• **Page text**:
4.4 Furnish to Bank, on Bank's request, a copy of Borrower's and each
guarantor's most recently filed federal income tax return with all
accompanying schedules.
4.5 Pay or reimburse Bank for all costs, expenses and fees incurred by
Bank in preparing and documenting this Agreement and the Loan, and
all amendments and modifications thereof, including but not limited
to all filing and recording fees, costs of appraisals, insurance
and attorney's fees, including the reasonable estimate of the
allocated costs and expenses of in-house legal counsel and staff.
4.6 Maintain and preserve Borrower's existence, present form of
business and all rights, privileges and franchises necessary or
desirable in the normal course of its business, and keep all of
Borrower's properties in good working order and condition.
4.7 Maintain and keep in force insurance with companies acceptable to
Bank and in such amounts and types, including without limitation
fire and public liability insurance, as is usual in the business
carried on by Borrower, or as Bank may reasonably request. Such
insurance policies must be in form and substance satisfactory to
Bank.
4.8 Maintain adequate books, accounts and records and prepare all
financial statements required hereunder in accordance with
generally accepted accounting principles, and in compliance with
the regulations of any governmental regulatory body having
jurisdiction over Borrower or Borrower's business and permit
employees or agents of Bank at any reasonable time to inspect
Borrower's assets and properties, and to examine or audit
Borrower's books, accounts and records and make copies and
memoranda thereof.

• **Location labeling data**:
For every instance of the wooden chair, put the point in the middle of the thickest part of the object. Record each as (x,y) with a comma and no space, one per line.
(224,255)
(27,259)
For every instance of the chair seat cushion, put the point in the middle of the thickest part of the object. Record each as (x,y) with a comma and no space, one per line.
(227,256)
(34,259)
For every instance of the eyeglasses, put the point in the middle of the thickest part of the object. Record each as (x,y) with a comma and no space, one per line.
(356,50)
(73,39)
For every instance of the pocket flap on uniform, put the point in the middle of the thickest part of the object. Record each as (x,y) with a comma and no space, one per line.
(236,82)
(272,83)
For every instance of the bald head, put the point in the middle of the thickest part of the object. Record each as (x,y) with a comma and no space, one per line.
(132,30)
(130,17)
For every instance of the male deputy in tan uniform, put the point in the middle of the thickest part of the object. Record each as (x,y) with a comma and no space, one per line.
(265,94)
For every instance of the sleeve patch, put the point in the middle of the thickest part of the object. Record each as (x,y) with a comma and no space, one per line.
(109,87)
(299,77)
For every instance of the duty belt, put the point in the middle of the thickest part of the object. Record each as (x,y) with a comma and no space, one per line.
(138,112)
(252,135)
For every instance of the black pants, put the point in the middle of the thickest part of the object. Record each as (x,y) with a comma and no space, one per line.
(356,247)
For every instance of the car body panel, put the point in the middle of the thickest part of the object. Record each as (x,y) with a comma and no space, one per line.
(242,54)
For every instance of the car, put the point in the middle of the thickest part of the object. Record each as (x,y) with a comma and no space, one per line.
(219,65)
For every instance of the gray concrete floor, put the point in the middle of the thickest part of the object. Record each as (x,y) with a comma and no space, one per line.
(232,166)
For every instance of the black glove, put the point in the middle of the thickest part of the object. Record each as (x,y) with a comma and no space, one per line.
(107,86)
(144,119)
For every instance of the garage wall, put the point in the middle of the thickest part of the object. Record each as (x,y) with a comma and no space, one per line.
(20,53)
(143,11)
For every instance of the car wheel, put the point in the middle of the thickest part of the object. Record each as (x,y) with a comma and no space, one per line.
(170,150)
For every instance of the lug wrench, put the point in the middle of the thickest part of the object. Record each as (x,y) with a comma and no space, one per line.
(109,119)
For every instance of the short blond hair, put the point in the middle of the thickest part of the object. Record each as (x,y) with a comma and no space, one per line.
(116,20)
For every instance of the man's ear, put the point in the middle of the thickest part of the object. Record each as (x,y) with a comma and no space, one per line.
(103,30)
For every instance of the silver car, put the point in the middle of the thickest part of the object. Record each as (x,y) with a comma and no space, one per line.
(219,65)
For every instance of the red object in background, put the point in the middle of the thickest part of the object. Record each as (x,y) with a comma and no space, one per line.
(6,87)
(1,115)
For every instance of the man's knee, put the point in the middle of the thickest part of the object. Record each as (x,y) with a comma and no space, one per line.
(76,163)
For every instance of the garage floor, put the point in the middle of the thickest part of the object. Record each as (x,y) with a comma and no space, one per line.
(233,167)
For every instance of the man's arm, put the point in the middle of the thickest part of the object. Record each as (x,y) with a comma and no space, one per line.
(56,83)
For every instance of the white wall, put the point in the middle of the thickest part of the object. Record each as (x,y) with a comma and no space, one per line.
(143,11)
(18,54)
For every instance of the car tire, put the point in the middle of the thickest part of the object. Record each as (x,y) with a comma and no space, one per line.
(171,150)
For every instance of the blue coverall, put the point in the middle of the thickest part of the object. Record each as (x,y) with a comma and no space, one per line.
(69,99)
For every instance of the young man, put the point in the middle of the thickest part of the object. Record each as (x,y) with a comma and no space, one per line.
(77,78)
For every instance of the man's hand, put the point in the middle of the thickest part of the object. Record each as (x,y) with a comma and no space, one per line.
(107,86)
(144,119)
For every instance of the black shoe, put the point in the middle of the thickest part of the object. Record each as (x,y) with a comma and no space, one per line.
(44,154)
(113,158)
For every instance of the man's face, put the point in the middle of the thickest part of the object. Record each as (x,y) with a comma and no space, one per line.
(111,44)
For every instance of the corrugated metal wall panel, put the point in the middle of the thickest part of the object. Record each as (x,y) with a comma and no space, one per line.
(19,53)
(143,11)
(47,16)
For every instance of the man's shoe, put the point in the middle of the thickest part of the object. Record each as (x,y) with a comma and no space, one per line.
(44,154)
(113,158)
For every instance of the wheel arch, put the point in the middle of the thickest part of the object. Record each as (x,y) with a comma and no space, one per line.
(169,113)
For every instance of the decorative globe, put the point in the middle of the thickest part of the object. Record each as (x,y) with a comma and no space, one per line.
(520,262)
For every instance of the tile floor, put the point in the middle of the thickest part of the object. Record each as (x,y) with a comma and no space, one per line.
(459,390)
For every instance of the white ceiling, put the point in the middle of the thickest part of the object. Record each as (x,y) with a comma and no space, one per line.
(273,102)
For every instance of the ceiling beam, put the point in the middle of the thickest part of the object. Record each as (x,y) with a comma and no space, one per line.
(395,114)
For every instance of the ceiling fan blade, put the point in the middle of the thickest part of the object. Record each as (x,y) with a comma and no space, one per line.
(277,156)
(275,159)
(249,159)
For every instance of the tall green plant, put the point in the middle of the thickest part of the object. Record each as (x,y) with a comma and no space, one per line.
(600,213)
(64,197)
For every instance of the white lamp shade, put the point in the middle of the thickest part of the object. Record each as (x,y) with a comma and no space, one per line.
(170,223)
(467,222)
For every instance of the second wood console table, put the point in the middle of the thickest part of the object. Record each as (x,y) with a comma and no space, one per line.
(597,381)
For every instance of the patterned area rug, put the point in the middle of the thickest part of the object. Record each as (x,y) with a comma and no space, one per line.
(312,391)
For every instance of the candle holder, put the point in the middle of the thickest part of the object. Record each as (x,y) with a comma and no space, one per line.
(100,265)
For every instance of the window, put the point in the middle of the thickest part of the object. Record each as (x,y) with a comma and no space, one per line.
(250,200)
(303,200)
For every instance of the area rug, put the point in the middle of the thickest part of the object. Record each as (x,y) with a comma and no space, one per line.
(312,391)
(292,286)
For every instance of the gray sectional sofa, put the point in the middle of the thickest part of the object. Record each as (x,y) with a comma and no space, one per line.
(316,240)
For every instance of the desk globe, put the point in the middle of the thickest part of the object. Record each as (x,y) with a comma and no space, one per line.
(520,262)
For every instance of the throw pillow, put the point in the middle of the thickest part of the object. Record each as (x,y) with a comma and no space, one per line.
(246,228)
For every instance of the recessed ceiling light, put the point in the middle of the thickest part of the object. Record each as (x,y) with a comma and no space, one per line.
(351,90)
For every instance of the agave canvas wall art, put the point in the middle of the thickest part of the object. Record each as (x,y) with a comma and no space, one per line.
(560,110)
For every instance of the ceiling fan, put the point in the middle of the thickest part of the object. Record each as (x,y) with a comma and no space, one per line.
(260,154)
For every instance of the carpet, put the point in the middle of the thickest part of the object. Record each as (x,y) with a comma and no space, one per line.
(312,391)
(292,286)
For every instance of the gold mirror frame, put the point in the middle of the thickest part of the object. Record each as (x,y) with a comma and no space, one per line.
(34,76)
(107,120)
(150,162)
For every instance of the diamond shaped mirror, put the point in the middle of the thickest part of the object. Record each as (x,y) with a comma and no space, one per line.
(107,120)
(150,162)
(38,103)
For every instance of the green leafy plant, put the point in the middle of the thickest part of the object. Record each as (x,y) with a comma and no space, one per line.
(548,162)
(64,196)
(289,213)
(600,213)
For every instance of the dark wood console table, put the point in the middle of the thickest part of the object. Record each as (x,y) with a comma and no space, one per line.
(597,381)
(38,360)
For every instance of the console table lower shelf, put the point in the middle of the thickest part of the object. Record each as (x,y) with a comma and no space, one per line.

• **The tasks**:
- a) Which two types of insurance does the loan agreement text specifically name in section 4.7?
- b) Write the next few sections of the loan agreement text, picking up after section 4.8.
This data has no connection to the loan agreement text.

• **Responses in order**:
- a) Fire insurance and public liability insurance.

- b)
4.9 At all times comply with, or cause to be complied with, all laws,
statutes, rules, regulations, orders and directions of any
governmental authority having jurisdiction over Borrower or
Borrower's business, and all material agreements to which Borrower
is a party.
4.10 Except as provided in this Agreement, or in the ordinary course of
its business as currently conducted, not make any loans or
advances, become a guarantor or surety, pledge its credit or
properties in any manner, or extend credit.
4.11 Not purchase the debt or equity of another person or entity except
for savings accounts and certificates of deposit of Bank, direct
U.S. Government obligations and commercial paper
issued by corporations with top ratings of Moody's or Standard &
Poor's, provided that all such permitted investments shall mature
within one year of purchase.
4.12 Not create, assume or suffer to exist any mortgage, encumbrance,
security interest, pledge or lien ("Lien") on Borrower's real or
personal property, whether now owned or hereafter acquired, or upon
the income or profits thereof except the following: (a) Liens in
favor of Bank, (b) Liens for taxes or other items not delinquent or
contested in good faith and (c) other Liens which do not exceed in
the aggregate $N/A at any one time.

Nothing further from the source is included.